**TASK INSTRUCTIONS:**
1 > Why does the finance glossary say there is debate over how much debt a firm should take on? Answer in one to three sentences.
2 > How would you say this sentence from the finance glossary in Spanish: "A default generally does not mean that an investor loses his or her entire investment."
3 > Carry on the finance glossary from where it ends.

**EXCERPT PROVIDED:**
-=-=-
Debt - Securities that indicate a firm's intention to repay at a later date. This can be bonds, notes, loans, etc. There is much debate about the right amount of debt for a firm to take on . . . too much debt can unnecessarily burden the firm in tough financial times, but too little debt can limit growth.
Debt-to-equity ratio - This is a measure of a firm's financial "leverage." It is calculated by dividing long-term debt by shareholders' equity. The higher the ratio, the greater the chance the firm will be unable to repay all that debt in the future. But, the right amount of leverage, can boost growth.
Default (on debt) - Failure to pay the principle or interest on a debt security. Owners of a bond that is in default can usually make claims against the the issuers assets to get back their investment. A default generally does not mean that an investor loses his or her entire investment. There are a number of things that can happen if an issuer defaults on debt, but generally the investor will get a percentage of the face value of the bond.
An interesting side note: several years ago the state of Washington decided to default on bonds that it had issued. The Supreme Court ruled that it was unconstitutional for a government entity to default on its debt and ordered that the State resume payment to the bond holders.
-=-=-
**DATASET RECORDS:**
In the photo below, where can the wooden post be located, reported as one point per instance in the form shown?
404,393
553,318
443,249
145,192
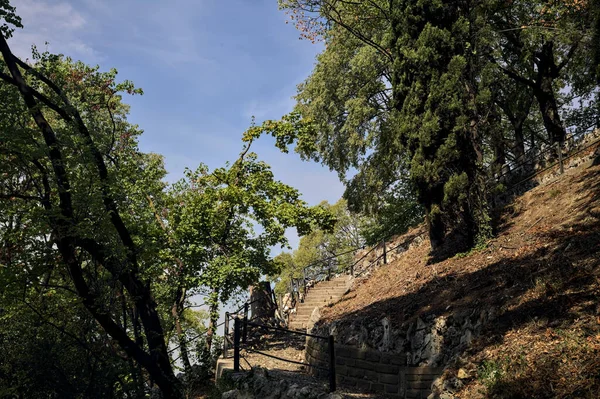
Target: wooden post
226,335
236,344
559,150
245,327
331,347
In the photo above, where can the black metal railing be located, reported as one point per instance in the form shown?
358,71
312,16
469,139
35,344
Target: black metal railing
556,148
240,342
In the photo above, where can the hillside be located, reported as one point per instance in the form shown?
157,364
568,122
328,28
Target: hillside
529,300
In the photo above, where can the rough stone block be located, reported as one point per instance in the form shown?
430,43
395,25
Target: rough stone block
372,356
391,388
363,384
341,370
361,364
377,388
387,369
389,379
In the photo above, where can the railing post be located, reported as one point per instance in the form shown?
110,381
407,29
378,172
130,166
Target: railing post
245,327
559,150
331,347
236,344
226,335
304,281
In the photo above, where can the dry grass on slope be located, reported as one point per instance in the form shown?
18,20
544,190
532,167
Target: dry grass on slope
542,274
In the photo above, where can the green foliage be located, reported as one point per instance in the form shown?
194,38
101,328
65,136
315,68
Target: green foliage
346,236
9,19
215,217
490,373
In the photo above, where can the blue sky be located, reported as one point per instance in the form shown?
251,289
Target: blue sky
206,67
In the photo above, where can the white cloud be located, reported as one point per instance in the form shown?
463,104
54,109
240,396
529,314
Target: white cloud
57,23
-=-=-
**OUTPUTS BY TASK:**
1 > Too much debt can unnecessarily burden a firm in tough financial times, but too little debt can limit its growth.

2 > Un incumplimiento generalmente no significa que un inversionista pierda toda su inversión.

3 >
Depreciation - A non-cash charge on a firms financial statements that represents the reduction in value of assets due to wear, age, or obsolescence. Hard assets (property, plant, and equipment) depreciate in value over time and must eventually be replaced. Accountants will write off these assets over the estimated useful life of the asset. Because depreciation appears on the income statement, some analysts prefer to use cash flows as it backs depreciation out of net income.
Derivative - A security whose value is "derived" from the performance or movement of another financial security, index, or other investment. Some examples are futures and options.
Discount bond - A bond that sells at a current market price that is less than its face value. Bonds sell at a discount when the coupon rate is lower than the prevailing rates.
Discount rate - The interest rate that the Federal Reserve charges its member banks for loans. This rate influences the rates that those financial institutions then charge their customers. This is one tool that the Fed uses to influence monetary policy. This rate affects the stock market as it provides a clue as to interest rate trends.
Diversification - Spreading your money around to different securities in order to protect yourself from market volatility. This does not mean simply buying different stocks in different sectors (although that is a part of it) it also means having different financial instruments in your portfolio in case one type goes sour.
Dividends - A portion of a company's net income that is paid to shareholders as a return on their investment. Dividends are declared or suspended at the discretion of the company's board of directors. The decision of a board to suspend dividends may signal tough times ahead for a company, while the decision to increase the dividend means that happy days are here. Dividends are nice because they give you cash-money in your hands for your investment. The downside is that they are taxed as income.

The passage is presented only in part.